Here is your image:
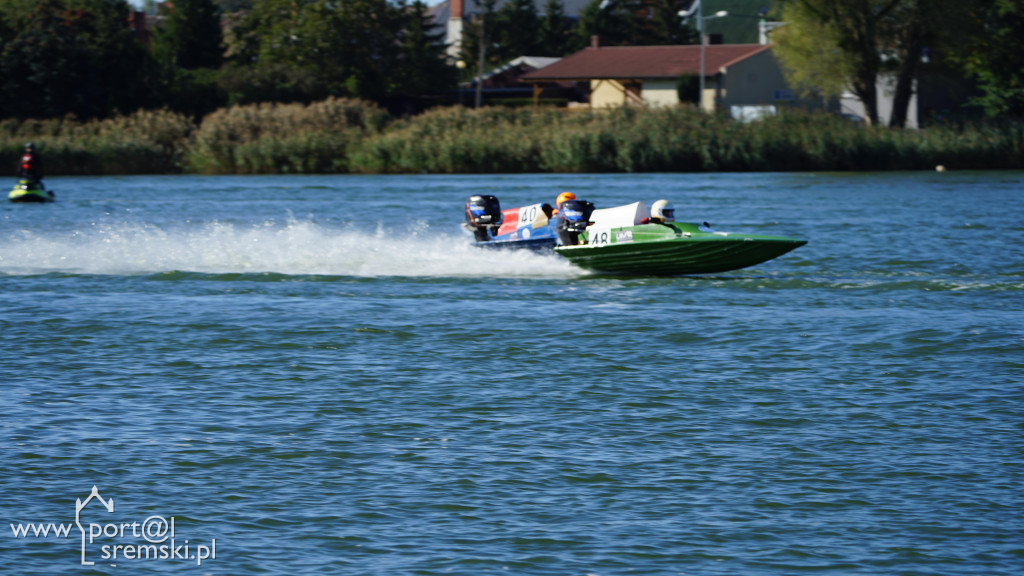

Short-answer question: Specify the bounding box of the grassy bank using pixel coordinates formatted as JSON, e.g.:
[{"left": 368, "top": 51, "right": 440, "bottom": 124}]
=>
[
  {"left": 3, "top": 100, "right": 1022, "bottom": 175},
  {"left": 1, "top": 110, "right": 193, "bottom": 175}
]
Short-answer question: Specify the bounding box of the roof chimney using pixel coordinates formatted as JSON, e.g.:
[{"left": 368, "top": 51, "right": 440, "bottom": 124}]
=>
[
  {"left": 591, "top": 35, "right": 600, "bottom": 48},
  {"left": 452, "top": 0, "right": 463, "bottom": 18}
]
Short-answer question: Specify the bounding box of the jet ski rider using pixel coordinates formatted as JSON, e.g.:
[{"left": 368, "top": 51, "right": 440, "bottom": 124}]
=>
[{"left": 18, "top": 142, "right": 43, "bottom": 184}]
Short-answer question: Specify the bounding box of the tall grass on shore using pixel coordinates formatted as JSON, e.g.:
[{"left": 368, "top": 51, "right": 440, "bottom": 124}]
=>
[
  {"left": 186, "top": 98, "right": 390, "bottom": 174},
  {"left": 351, "top": 106, "right": 1024, "bottom": 173},
  {"left": 3, "top": 101, "right": 1022, "bottom": 176},
  {"left": 1, "top": 110, "right": 193, "bottom": 175}
]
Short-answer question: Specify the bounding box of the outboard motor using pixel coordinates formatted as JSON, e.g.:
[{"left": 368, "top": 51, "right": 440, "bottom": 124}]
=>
[
  {"left": 464, "top": 195, "right": 502, "bottom": 242},
  {"left": 556, "top": 199, "right": 595, "bottom": 246}
]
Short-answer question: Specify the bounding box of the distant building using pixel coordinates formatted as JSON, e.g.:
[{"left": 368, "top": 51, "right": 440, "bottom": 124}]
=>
[
  {"left": 463, "top": 56, "right": 585, "bottom": 104},
  {"left": 521, "top": 41, "right": 819, "bottom": 117}
]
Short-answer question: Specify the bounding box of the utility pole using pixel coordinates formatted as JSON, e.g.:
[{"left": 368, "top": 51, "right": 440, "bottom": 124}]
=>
[{"left": 475, "top": 10, "right": 486, "bottom": 109}]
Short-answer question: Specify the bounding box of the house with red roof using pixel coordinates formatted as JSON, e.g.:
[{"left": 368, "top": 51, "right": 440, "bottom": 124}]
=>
[{"left": 521, "top": 39, "right": 818, "bottom": 116}]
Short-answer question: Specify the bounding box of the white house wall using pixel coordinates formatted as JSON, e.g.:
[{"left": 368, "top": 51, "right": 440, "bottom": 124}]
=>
[
  {"left": 591, "top": 79, "right": 625, "bottom": 108},
  {"left": 641, "top": 81, "right": 678, "bottom": 107}
]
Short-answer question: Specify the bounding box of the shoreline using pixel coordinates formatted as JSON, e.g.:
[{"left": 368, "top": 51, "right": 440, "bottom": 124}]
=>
[{"left": 4, "top": 99, "right": 1022, "bottom": 176}]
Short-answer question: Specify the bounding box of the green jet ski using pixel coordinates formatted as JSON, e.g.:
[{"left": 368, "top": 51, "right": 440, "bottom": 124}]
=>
[{"left": 9, "top": 180, "right": 55, "bottom": 203}]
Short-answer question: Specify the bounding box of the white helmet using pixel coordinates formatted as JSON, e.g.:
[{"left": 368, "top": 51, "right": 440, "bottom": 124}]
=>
[{"left": 651, "top": 199, "right": 675, "bottom": 223}]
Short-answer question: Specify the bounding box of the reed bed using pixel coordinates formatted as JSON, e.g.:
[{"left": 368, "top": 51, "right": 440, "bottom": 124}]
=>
[
  {"left": 351, "top": 106, "right": 1024, "bottom": 173},
  {"left": 3, "top": 102, "right": 1021, "bottom": 176},
  {"left": 1, "top": 110, "right": 194, "bottom": 175},
  {"left": 186, "top": 98, "right": 390, "bottom": 174}
]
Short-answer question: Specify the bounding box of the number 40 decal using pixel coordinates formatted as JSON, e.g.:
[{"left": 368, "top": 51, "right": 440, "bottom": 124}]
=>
[{"left": 517, "top": 204, "right": 541, "bottom": 227}]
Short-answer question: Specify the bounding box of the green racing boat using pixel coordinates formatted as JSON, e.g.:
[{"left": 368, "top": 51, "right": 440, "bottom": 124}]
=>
[{"left": 553, "top": 200, "right": 806, "bottom": 275}]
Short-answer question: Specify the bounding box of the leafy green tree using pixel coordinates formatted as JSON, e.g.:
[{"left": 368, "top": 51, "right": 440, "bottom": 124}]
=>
[
  {"left": 236, "top": 0, "right": 454, "bottom": 103},
  {"left": 152, "top": 0, "right": 223, "bottom": 70},
  {"left": 771, "top": 2, "right": 855, "bottom": 106},
  {"left": 959, "top": 0, "right": 1024, "bottom": 117},
  {"left": 775, "top": 0, "right": 971, "bottom": 127},
  {"left": 0, "top": 0, "right": 154, "bottom": 119},
  {"left": 0, "top": 0, "right": 92, "bottom": 118},
  {"left": 773, "top": 0, "right": 907, "bottom": 126}
]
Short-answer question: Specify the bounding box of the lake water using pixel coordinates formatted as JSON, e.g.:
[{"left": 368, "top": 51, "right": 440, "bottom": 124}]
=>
[{"left": 2, "top": 172, "right": 1022, "bottom": 575}]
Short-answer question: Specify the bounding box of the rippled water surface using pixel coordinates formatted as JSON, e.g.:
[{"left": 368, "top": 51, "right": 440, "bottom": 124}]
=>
[{"left": 2, "top": 172, "right": 1022, "bottom": 575}]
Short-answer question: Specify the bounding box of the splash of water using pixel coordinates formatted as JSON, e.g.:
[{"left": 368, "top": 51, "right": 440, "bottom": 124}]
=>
[{"left": 0, "top": 219, "right": 581, "bottom": 278}]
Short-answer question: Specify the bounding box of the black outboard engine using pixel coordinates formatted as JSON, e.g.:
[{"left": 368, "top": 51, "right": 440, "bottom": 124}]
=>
[
  {"left": 464, "top": 195, "right": 503, "bottom": 242},
  {"left": 556, "top": 199, "right": 595, "bottom": 246}
]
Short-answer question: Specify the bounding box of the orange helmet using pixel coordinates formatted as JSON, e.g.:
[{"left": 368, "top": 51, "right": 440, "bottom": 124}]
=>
[{"left": 556, "top": 192, "right": 576, "bottom": 207}]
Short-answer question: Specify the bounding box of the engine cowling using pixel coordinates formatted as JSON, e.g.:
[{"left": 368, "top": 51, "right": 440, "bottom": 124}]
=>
[
  {"left": 464, "top": 195, "right": 503, "bottom": 242},
  {"left": 556, "top": 199, "right": 595, "bottom": 246}
]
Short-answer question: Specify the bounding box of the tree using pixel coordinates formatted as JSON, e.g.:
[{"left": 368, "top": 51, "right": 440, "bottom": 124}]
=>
[
  {"left": 959, "top": 0, "right": 1024, "bottom": 117},
  {"left": 646, "top": 0, "right": 694, "bottom": 45},
  {"left": 884, "top": 0, "right": 968, "bottom": 127},
  {"left": 236, "top": 0, "right": 453, "bottom": 103},
  {"left": 152, "top": 0, "right": 224, "bottom": 70},
  {"left": 71, "top": 0, "right": 157, "bottom": 115},
  {"left": 573, "top": 0, "right": 633, "bottom": 50},
  {"left": 459, "top": 0, "right": 498, "bottom": 80},
  {"left": 775, "top": 0, "right": 973, "bottom": 127},
  {"left": 494, "top": 0, "right": 541, "bottom": 60},
  {"left": 393, "top": 0, "right": 458, "bottom": 97},
  {"left": 0, "top": 0, "right": 154, "bottom": 119},
  {"left": 771, "top": 2, "right": 856, "bottom": 107},
  {"left": 538, "top": 0, "right": 572, "bottom": 57},
  {"left": 774, "top": 0, "right": 907, "bottom": 126}
]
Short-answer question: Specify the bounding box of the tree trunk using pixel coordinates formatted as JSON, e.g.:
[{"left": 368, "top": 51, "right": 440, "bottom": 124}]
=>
[
  {"left": 889, "top": 42, "right": 922, "bottom": 128},
  {"left": 889, "top": 3, "right": 926, "bottom": 128},
  {"left": 853, "top": 69, "right": 879, "bottom": 126}
]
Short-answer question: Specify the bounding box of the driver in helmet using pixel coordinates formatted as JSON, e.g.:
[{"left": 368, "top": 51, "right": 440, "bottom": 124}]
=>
[
  {"left": 650, "top": 199, "right": 675, "bottom": 224},
  {"left": 553, "top": 191, "right": 576, "bottom": 215}
]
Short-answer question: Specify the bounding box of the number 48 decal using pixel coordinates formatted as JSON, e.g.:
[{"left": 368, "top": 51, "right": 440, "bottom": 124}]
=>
[{"left": 590, "top": 229, "right": 611, "bottom": 245}]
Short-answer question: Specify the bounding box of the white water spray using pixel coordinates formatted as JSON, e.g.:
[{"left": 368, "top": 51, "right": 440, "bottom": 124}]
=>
[{"left": 0, "top": 219, "right": 581, "bottom": 278}]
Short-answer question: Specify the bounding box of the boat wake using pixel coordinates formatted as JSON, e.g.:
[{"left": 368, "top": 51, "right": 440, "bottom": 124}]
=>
[{"left": 0, "top": 219, "right": 581, "bottom": 278}]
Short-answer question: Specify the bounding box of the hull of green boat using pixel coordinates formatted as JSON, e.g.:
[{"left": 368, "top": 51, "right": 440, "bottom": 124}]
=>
[{"left": 555, "top": 235, "right": 807, "bottom": 275}]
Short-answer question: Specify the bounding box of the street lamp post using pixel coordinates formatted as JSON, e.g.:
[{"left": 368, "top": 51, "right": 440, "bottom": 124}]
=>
[
  {"left": 475, "top": 10, "right": 486, "bottom": 109},
  {"left": 680, "top": 3, "right": 728, "bottom": 112}
]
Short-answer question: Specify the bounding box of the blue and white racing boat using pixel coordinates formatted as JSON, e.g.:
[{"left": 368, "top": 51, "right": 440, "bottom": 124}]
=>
[{"left": 463, "top": 195, "right": 560, "bottom": 251}]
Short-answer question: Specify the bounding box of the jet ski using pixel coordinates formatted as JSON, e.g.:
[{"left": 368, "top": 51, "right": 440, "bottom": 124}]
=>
[{"left": 9, "top": 180, "right": 55, "bottom": 203}]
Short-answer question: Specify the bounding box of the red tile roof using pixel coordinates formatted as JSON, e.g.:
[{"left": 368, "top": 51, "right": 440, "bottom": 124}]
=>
[{"left": 521, "top": 44, "right": 773, "bottom": 81}]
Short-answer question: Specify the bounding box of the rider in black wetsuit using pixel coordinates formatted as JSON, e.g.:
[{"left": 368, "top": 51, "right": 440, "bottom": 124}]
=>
[{"left": 18, "top": 142, "right": 44, "bottom": 184}]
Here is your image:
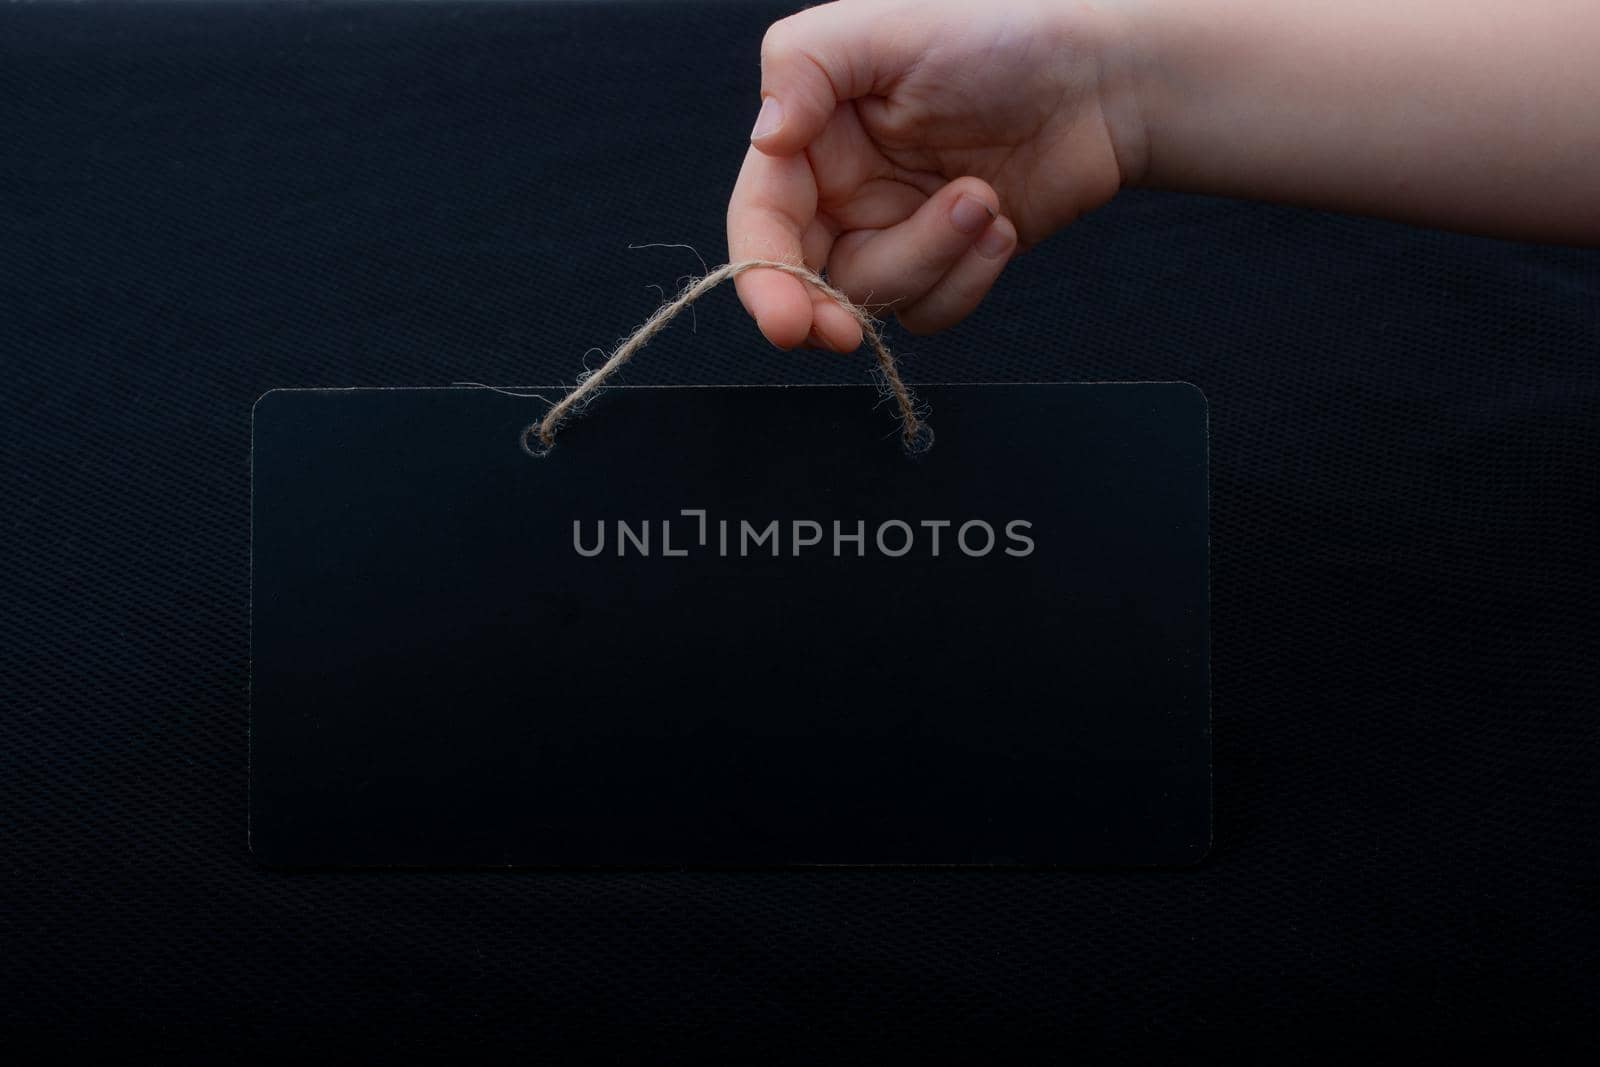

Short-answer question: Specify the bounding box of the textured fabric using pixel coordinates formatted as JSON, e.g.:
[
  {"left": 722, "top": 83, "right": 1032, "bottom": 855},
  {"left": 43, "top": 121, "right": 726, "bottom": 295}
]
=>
[{"left": 3, "top": 1, "right": 1597, "bottom": 1058}]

:::::

__TASK OBJECTIVE__:
Lines before the one containing "Short-answer question: Specify the bounding box of the textured" stay out; reproduce that line and all the lines after it, through the end of the listing, exactly.

__WORKED SOLUTION__:
Short-answer question: Specify the bounding box of the textured fabric using pixel coordinates formatted as JSON, e.g.:
[
  {"left": 722, "top": 83, "right": 1032, "bottom": 855},
  {"left": 43, "top": 121, "right": 726, "bottom": 295}
]
=>
[{"left": 3, "top": 1, "right": 1597, "bottom": 1058}]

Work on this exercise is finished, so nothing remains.